[Dataset entries]
- - - - - - -

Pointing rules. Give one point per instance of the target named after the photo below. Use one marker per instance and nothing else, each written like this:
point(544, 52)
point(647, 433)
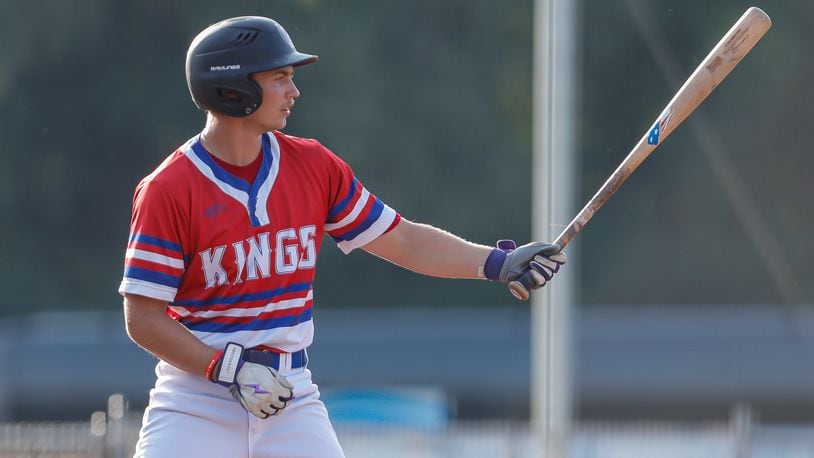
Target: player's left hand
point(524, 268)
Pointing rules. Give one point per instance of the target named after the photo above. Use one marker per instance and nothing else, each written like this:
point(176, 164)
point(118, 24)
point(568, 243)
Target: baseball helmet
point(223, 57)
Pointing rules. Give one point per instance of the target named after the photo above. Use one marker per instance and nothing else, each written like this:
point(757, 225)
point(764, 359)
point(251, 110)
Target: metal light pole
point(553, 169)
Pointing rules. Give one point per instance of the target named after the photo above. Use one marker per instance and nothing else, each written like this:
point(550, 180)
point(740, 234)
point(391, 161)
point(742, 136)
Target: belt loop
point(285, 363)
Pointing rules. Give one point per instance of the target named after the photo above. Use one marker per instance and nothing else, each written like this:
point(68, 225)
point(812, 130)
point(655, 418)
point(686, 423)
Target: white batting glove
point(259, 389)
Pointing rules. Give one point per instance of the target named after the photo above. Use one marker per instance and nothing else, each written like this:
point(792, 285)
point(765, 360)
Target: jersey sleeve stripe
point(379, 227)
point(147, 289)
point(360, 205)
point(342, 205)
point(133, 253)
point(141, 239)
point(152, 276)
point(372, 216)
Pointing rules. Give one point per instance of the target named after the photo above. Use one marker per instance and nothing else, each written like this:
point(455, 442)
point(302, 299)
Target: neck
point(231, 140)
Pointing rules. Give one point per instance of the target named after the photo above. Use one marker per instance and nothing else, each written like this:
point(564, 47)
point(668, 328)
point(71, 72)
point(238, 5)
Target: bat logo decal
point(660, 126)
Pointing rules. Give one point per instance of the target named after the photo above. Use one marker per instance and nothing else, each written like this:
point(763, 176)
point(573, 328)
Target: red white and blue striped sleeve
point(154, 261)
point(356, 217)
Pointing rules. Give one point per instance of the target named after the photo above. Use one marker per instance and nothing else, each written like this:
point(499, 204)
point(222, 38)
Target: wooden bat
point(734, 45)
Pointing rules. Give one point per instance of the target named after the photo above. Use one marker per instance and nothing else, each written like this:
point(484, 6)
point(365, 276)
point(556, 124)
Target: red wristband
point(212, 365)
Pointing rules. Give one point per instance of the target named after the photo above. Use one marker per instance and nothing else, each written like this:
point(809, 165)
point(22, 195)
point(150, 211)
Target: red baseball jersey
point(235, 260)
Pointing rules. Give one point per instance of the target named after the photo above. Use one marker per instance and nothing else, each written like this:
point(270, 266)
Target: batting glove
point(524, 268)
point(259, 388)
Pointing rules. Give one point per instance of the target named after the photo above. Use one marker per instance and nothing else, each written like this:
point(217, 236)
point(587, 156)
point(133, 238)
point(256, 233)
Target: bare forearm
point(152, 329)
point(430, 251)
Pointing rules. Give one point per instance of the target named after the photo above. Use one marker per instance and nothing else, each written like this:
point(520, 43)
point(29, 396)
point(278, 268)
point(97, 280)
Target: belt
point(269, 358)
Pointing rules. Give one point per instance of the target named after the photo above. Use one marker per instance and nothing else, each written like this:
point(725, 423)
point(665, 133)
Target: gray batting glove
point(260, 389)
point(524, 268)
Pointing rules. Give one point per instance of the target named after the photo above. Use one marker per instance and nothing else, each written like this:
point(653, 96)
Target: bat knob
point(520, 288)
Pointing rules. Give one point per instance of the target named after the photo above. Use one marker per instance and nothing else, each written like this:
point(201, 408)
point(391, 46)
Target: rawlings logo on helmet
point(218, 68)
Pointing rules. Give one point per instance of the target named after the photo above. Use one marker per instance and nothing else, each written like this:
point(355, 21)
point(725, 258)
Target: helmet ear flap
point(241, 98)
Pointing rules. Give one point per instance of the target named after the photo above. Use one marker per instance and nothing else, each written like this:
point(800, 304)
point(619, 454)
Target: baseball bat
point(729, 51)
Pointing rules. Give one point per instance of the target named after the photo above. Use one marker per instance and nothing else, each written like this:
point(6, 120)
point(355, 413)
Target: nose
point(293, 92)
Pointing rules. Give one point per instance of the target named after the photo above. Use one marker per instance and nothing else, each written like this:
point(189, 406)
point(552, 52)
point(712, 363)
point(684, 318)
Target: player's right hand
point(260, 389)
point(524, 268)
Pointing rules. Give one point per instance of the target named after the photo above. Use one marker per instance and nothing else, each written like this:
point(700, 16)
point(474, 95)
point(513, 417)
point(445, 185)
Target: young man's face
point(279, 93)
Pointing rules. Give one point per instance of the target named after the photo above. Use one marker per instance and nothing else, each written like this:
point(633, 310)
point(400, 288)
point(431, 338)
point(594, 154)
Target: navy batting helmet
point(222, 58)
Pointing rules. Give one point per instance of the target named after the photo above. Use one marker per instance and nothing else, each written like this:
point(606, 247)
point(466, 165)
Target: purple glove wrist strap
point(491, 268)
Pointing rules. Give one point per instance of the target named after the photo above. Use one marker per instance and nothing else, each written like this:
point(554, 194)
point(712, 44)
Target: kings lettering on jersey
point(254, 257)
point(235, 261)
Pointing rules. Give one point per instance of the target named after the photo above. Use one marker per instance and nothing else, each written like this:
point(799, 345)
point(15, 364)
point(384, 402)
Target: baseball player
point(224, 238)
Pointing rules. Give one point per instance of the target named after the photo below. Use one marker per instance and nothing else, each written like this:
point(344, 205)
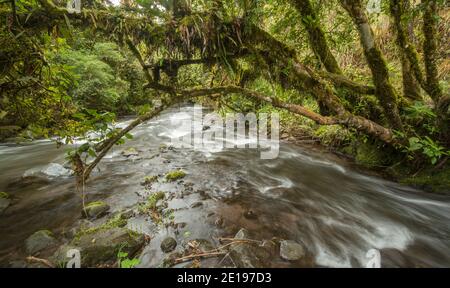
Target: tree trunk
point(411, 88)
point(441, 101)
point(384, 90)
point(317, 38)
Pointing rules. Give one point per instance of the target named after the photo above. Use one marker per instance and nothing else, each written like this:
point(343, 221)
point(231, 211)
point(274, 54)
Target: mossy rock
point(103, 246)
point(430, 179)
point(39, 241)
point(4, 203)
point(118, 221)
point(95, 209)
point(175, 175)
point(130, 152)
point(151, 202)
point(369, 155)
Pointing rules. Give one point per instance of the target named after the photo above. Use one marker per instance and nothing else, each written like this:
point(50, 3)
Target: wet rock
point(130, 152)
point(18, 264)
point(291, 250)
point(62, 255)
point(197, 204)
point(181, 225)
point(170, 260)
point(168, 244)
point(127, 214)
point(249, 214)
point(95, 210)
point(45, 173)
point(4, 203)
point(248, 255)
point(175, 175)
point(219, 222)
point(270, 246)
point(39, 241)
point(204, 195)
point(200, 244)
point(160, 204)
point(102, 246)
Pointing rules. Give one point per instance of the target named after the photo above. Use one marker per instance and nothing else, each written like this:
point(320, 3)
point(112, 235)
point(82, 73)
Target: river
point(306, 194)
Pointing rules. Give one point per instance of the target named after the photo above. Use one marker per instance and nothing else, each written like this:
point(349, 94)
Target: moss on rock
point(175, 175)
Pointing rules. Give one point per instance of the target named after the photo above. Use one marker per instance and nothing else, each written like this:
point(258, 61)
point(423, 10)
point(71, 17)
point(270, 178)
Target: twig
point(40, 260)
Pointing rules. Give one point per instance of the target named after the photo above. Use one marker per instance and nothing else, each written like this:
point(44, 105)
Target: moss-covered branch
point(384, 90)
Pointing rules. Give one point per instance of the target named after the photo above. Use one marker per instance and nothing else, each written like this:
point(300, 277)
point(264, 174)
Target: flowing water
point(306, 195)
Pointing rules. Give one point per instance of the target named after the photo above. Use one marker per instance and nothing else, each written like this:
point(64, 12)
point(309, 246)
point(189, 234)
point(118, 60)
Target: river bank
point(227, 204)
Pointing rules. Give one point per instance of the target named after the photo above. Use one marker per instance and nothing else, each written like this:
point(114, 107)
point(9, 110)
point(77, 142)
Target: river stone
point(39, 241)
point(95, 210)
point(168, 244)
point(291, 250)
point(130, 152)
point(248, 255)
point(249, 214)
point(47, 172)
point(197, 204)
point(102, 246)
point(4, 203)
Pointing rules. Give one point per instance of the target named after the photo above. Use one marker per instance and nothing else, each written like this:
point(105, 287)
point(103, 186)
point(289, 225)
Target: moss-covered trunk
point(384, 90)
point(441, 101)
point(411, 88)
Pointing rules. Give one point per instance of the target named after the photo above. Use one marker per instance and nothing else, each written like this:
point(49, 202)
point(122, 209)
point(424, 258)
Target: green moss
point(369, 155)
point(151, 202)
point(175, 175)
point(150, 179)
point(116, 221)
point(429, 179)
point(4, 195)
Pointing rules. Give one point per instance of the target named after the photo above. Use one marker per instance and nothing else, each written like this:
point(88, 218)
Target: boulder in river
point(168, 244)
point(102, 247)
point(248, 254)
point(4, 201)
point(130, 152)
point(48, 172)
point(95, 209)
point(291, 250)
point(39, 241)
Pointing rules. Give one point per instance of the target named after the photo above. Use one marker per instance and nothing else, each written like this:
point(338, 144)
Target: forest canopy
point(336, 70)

- - - - - - -

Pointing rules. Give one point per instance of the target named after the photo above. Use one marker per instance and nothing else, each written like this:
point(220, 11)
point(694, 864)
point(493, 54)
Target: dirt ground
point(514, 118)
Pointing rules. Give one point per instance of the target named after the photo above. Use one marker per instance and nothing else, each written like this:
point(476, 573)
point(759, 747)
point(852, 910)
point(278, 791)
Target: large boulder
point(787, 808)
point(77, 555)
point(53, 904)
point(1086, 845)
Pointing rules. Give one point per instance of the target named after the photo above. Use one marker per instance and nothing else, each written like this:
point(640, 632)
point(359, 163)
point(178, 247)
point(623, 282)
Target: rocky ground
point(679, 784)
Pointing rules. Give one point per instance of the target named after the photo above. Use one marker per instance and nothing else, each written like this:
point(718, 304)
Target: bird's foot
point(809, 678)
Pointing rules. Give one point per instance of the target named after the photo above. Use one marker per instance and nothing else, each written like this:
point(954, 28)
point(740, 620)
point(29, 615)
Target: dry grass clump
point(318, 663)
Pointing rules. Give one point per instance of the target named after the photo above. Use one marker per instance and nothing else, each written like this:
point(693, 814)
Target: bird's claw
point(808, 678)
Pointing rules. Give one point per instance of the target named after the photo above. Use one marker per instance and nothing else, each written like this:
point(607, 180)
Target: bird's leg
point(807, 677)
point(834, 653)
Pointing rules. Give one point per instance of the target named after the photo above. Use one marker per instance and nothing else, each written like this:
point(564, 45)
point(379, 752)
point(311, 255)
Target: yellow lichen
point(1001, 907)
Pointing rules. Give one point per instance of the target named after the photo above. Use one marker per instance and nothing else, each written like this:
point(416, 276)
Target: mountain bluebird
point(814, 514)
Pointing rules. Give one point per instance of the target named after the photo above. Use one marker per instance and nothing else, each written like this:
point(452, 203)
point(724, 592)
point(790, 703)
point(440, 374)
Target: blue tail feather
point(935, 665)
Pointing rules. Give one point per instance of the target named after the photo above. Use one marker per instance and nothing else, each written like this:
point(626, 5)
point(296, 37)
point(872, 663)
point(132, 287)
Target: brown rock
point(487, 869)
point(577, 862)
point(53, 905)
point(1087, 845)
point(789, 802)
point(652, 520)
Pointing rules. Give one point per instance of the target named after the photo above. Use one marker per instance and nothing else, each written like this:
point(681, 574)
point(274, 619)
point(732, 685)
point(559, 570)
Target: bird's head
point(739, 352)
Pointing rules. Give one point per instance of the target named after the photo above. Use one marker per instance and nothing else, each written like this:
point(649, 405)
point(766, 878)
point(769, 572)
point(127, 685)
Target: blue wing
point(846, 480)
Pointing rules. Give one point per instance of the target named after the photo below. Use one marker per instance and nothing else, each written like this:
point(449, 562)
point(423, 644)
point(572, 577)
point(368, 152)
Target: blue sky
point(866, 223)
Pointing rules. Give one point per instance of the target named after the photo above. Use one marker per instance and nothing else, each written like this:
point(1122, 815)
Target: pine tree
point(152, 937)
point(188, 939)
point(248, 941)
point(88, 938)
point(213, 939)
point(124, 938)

- - - - - - -

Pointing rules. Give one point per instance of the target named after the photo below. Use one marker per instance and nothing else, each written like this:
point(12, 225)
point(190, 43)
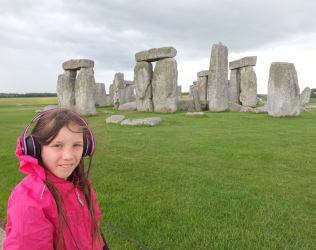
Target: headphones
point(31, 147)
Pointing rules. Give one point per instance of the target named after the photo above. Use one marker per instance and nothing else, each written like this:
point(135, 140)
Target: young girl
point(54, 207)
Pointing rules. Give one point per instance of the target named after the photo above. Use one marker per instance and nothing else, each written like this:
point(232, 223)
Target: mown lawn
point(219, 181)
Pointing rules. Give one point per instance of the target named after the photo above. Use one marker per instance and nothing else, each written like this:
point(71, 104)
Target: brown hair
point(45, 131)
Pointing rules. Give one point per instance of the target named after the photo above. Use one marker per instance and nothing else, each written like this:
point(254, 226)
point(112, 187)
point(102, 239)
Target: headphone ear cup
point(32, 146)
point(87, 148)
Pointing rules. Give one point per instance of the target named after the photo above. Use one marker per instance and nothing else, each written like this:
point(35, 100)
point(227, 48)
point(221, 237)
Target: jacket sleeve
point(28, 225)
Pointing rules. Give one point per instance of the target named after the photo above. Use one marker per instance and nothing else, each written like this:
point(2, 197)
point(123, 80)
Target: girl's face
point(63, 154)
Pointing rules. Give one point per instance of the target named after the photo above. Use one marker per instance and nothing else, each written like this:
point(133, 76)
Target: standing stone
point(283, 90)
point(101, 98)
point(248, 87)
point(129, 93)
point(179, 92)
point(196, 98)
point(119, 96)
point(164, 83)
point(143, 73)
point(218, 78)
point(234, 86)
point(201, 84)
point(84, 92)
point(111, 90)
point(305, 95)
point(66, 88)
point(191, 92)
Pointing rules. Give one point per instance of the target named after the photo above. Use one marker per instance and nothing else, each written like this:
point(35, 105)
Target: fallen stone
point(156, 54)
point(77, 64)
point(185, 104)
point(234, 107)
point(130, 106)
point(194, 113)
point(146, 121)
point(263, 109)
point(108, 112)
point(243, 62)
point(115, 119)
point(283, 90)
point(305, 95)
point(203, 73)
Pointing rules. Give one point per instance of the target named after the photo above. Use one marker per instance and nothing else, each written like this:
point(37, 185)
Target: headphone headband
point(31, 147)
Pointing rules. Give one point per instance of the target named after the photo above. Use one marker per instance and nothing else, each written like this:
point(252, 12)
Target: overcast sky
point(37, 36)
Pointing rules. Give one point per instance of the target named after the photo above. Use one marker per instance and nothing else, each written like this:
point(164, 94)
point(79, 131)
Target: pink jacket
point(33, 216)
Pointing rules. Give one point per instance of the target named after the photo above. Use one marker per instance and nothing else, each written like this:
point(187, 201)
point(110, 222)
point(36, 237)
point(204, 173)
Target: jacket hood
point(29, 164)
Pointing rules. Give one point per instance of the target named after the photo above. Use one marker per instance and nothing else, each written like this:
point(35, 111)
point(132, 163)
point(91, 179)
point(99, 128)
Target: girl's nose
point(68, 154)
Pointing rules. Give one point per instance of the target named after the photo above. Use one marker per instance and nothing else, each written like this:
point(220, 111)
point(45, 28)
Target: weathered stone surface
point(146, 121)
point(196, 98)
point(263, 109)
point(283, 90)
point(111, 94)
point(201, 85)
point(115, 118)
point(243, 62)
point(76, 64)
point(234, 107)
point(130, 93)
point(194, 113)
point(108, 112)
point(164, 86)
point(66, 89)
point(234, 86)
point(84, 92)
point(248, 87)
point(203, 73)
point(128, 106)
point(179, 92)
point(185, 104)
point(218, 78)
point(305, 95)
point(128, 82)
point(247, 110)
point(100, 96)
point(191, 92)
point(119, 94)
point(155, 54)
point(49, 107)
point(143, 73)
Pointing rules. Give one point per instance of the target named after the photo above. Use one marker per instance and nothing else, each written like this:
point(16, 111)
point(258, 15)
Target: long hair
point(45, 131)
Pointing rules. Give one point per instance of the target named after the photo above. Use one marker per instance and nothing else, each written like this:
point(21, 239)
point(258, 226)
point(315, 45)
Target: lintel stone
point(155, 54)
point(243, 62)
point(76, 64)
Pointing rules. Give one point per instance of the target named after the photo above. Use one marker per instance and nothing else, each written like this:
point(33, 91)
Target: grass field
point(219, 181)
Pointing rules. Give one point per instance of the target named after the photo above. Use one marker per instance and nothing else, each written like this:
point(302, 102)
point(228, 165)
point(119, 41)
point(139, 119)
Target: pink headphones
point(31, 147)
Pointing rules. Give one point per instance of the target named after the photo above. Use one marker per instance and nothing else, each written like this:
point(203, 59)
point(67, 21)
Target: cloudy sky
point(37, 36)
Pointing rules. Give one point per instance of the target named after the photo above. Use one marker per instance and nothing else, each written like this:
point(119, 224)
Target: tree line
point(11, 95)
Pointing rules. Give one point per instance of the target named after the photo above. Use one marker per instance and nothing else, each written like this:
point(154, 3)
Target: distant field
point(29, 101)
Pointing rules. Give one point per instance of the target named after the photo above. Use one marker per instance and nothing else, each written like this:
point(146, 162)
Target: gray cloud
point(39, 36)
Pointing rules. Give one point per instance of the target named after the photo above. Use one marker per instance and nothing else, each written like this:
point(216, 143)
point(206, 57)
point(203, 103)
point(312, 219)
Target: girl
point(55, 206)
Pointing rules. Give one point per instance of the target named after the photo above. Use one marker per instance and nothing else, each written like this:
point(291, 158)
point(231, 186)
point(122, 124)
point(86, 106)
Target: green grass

- - - - - - -

## Exercise brief
Each line above from the one with "point(312, 219)" up to and including the one with "Target: green grass" must be set down exactly, and no line outside that span may appear.

## Expected answer
point(312, 219)
Target: girl
point(55, 206)
Pointing rules. Give one point per instance of the target named after the photo above. Use one marker per instance and nothing else, each written like this:
point(291, 158)
point(231, 186)
point(122, 124)
point(86, 106)
Target: green grass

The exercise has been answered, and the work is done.